▶ SET TASK
Using the definition given in the vectorization notebook below, please explain in one to three sentences why random_walk_fastest counts as a vectorized version of random_walk.

▶ PASSAGE GIVEN
== == ==
# VECTORIZATION  

- Vectorization is the process of converting an algorithm from operating on a single value at a time to operating on a set of values (vector) at one time.

In [72]:
### NATIVE PYTHON APPROACH
import random
def random_walk(n):
    position = 0
    walk = [position]
    for i in range(n):
        position += 2*random.randint(0, 1)-1
        walk.append(position)
    return walk

%timeit walk = random_walk(1000)

2.22 ms ± 753 µs per loop (mean ± std. dev. of 7 runs, 100 loops each)


In [80]:
import numpy as np
def random_walk_fastest(n=1000):
    steps = np.random.choice([-1,+1], n)
    return np.cumsum(steps)

%timeit walk = random_walk_fastest(1000)

48.5 µs ± 11.6 µs per loop (mean ± std. dev. of 7 runs, 10000 loops each)


In [95]:
Z = np.ones(4*1000000, np.float32)
== == ==
▶ DATA PROVIDED

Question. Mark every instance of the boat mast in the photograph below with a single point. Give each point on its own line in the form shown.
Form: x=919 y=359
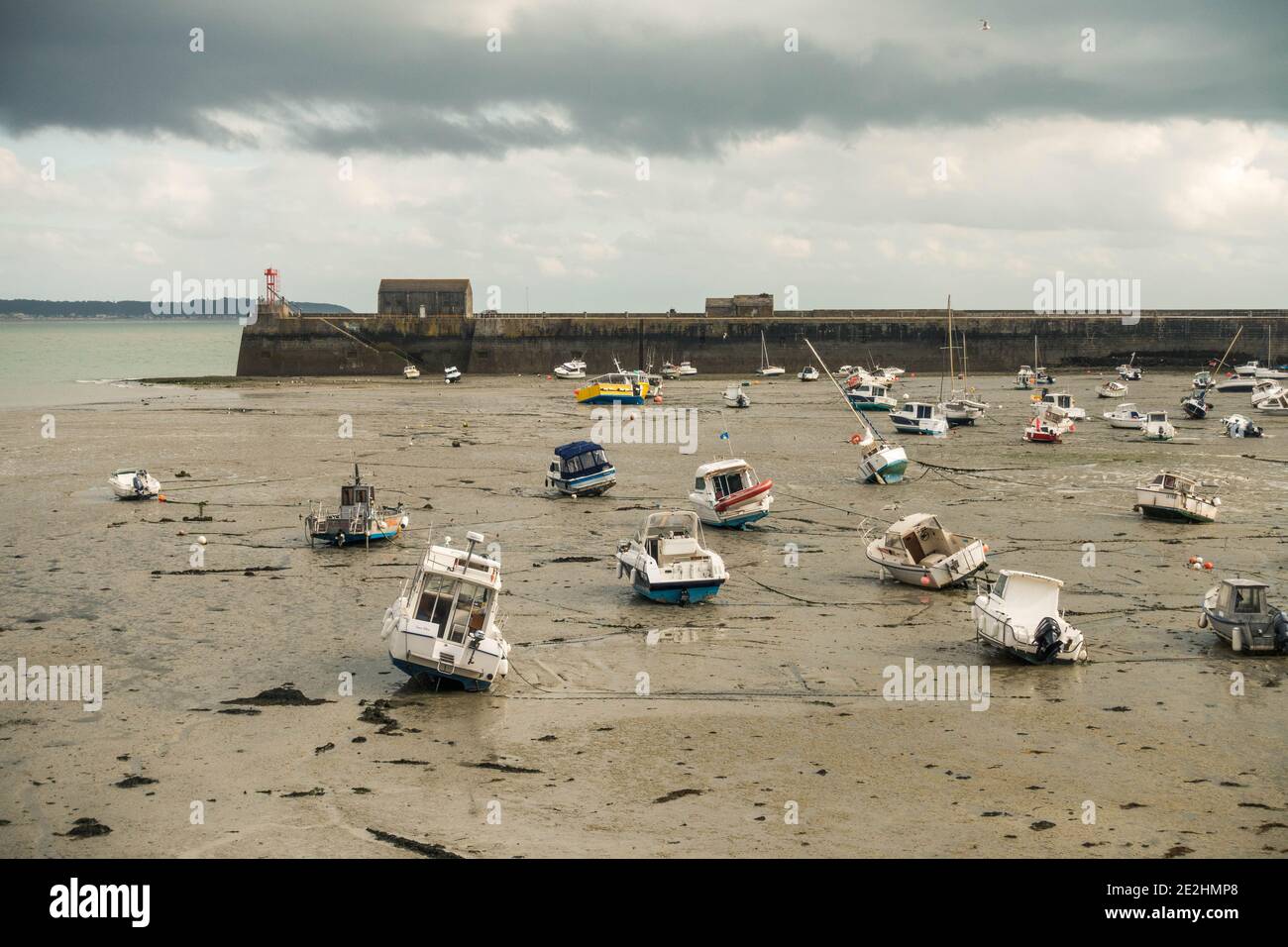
== == ==
▶ EXERCISE OUTPUT
The notebook defines vectorization as converting an algorithm from operating on a single value at a time to operating on a set of values at one time. random_walk loops n times and updates position with one step per pass. random_walk_fastest draws all n steps at once with np.random.choice and turns the whole set into positions with a single np.cumsum call.